SHORT PROBLEM: Could you write out every entry exactly as it stands?

================================

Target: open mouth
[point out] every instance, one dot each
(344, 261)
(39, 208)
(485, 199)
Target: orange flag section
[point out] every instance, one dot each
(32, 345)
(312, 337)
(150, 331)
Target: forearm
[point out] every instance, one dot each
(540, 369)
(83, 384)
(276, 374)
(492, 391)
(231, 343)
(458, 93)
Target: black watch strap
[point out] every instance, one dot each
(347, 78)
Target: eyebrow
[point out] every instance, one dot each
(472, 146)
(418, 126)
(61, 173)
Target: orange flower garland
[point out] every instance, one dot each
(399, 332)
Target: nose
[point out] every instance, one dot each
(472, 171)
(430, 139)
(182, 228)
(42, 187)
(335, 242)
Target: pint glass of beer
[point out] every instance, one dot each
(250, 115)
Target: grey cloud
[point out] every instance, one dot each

================================

EXERCISE ANSWER:
Target: open mouth
[point out] every instance, one dot each
(344, 261)
(39, 208)
(485, 199)
Target: orange flag section
[point out] every instance, one dot each
(32, 345)
(312, 337)
(150, 331)
Target: forearm
[point out] every instance, one dot each
(540, 369)
(83, 384)
(276, 374)
(492, 391)
(231, 343)
(458, 93)
Target: black watch strap
[point out] every instance, one dot each
(347, 78)
Target: eyebrow
[point out] every instance, one dot each
(472, 146)
(418, 126)
(61, 173)
Target: orange flower garland
[point out] every instance, one dot each
(399, 332)
Target: nose
[point out] every instance, one dot each
(472, 171)
(430, 139)
(182, 228)
(42, 187)
(335, 242)
Target: pint glass of beer
[point out] every instance, one dot each
(250, 115)
Target: grey cloud
[point out] every instance, one dot each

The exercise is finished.